* _Task to complete_
Where does the word "Provide" show up in the data? Please find each such line and copy it.

Records shown START

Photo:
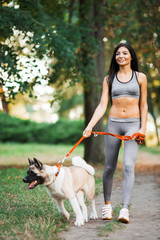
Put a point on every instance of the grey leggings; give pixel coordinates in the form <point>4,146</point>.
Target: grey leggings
<point>120,126</point>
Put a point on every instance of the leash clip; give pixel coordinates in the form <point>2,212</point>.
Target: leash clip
<point>62,161</point>
<point>95,134</point>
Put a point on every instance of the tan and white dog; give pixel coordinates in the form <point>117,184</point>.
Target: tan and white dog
<point>69,183</point>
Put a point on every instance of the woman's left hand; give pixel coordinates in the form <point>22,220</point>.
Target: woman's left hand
<point>142,131</point>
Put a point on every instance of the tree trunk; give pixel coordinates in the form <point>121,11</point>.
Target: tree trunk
<point>94,147</point>
<point>151,110</point>
<point>4,103</point>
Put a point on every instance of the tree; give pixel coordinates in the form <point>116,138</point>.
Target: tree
<point>91,16</point>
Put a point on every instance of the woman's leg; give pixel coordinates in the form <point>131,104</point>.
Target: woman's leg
<point>112,145</point>
<point>130,154</point>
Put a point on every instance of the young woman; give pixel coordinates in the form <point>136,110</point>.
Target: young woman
<point>128,114</point>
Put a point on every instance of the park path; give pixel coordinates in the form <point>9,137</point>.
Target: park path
<point>144,212</point>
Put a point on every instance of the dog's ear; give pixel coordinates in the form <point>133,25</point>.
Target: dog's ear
<point>38,164</point>
<point>31,162</point>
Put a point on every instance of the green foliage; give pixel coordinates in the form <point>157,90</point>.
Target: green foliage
<point>17,130</point>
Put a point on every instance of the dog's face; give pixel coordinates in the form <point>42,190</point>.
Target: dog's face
<point>35,174</point>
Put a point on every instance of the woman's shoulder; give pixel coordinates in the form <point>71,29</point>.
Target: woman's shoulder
<point>106,79</point>
<point>141,77</point>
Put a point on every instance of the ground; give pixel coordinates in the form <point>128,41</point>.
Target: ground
<point>144,210</point>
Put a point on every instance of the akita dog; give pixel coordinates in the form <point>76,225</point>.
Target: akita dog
<point>69,183</point>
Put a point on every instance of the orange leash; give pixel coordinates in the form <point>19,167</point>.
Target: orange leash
<point>139,137</point>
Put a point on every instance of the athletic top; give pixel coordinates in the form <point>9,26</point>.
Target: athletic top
<point>125,89</point>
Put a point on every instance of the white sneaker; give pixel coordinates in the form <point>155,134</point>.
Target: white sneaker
<point>107,212</point>
<point>124,215</point>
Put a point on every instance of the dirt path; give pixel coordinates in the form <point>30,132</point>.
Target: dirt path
<point>144,213</point>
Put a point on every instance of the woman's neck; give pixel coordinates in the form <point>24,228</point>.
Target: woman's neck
<point>124,69</point>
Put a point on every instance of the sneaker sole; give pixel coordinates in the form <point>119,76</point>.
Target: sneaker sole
<point>108,218</point>
<point>123,220</point>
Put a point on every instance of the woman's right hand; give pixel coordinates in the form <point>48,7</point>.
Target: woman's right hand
<point>87,132</point>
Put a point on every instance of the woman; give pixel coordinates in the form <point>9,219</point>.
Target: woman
<point>128,114</point>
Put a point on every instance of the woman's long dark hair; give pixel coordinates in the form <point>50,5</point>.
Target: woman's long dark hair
<point>114,67</point>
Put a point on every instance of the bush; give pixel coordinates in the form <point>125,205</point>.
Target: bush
<point>16,130</point>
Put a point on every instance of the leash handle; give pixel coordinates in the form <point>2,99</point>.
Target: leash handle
<point>139,137</point>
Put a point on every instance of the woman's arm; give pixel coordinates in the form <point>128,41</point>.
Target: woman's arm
<point>143,102</point>
<point>100,110</point>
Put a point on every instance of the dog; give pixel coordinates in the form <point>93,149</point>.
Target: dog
<point>69,183</point>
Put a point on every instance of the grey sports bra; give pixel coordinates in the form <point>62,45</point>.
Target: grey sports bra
<point>127,89</point>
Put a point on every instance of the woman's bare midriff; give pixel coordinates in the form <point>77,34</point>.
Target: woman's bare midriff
<point>125,107</point>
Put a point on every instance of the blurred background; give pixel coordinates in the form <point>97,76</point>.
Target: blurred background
<point>54,56</point>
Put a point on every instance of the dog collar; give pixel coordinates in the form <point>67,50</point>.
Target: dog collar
<point>57,173</point>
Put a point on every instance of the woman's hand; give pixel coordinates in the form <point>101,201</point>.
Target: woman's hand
<point>142,131</point>
<point>87,132</point>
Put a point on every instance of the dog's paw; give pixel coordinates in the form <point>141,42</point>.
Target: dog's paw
<point>93,216</point>
<point>79,222</point>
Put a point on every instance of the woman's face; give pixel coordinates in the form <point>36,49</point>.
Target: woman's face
<point>123,56</point>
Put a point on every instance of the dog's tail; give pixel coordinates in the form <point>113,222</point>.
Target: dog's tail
<point>79,162</point>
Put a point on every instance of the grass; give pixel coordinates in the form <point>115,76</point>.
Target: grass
<point>112,225</point>
<point>33,214</point>
<point>27,214</point>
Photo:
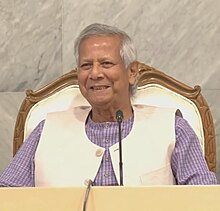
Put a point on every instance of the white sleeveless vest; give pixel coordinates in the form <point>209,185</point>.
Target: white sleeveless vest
<point>66,157</point>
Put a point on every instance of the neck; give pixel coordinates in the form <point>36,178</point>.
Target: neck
<point>109,115</point>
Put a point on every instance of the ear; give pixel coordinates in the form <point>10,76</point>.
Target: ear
<point>133,72</point>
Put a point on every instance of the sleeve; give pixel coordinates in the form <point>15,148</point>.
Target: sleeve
<point>188,163</point>
<point>20,172</point>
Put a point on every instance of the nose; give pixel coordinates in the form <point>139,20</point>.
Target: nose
<point>96,72</point>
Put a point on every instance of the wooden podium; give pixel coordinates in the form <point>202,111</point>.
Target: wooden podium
<point>157,198</point>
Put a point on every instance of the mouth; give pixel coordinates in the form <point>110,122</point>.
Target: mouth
<point>99,88</point>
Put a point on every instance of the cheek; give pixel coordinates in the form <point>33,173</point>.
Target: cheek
<point>82,78</point>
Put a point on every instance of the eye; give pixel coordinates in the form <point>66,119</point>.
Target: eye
<point>86,66</point>
<point>107,64</point>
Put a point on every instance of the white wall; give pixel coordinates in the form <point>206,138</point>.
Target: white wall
<point>182,38</point>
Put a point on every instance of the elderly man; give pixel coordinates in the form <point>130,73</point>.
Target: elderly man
<point>82,143</point>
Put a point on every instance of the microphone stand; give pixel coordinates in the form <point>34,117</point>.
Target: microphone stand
<point>119,118</point>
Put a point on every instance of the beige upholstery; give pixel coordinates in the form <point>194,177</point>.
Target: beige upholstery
<point>154,88</point>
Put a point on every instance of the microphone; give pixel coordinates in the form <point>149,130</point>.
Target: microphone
<point>119,118</point>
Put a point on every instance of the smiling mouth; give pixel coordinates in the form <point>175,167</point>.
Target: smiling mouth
<point>98,88</point>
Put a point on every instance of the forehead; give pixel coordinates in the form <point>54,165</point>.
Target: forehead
<point>100,41</point>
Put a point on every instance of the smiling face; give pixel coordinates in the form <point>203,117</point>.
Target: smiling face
<point>103,78</point>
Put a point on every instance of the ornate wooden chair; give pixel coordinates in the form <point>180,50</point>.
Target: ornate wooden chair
<point>154,88</point>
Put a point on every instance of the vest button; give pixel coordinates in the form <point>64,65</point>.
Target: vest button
<point>99,152</point>
<point>86,182</point>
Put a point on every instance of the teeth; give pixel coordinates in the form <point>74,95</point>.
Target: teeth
<point>99,88</point>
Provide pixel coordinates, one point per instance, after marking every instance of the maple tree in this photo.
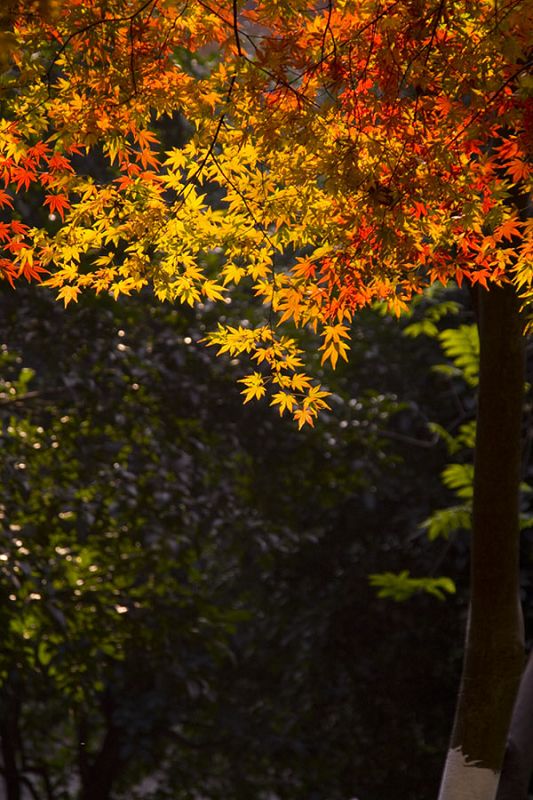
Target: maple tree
(340, 154)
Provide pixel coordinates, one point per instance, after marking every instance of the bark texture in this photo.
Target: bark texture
(494, 650)
(518, 761)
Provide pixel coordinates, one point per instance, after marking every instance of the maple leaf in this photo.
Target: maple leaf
(518, 169)
(5, 199)
(68, 294)
(57, 202)
(255, 387)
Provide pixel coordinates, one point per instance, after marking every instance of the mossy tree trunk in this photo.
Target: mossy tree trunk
(494, 650)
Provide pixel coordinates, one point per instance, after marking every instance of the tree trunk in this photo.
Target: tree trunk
(494, 650)
(518, 761)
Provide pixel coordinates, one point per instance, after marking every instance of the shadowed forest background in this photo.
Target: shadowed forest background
(185, 580)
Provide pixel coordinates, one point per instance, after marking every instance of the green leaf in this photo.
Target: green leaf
(400, 586)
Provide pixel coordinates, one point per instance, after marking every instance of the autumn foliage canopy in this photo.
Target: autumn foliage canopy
(339, 153)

Records shown END

* _Your response_
Provide pixel coordinates, one point per instance, after marking every instance of the maple tree in this photo.
Provide pixel coordinates, one point per instance, after marking every instance of the bark texture in this photo.
Provide pixel coordinates, one point per instance, after marking every instance of the maple leaf in this photo.
Provide pixel coordinates, one point per instance, after marking every instance of the mossy tree trunk in this photo.
Provide pixel coordinates, one point per instance, after marking every instance of the tree trunk in this photo.
Provide pixel coordinates, one point per instance, after marking every instance of the shadowed forest background in this photo.
Provide pixel coordinates, one point per instance, after marking every instance of the green leaf in this photo.
Provide pixel coordinates, one point per instance, after marking every instance of the autumn foliage canopy in this photo.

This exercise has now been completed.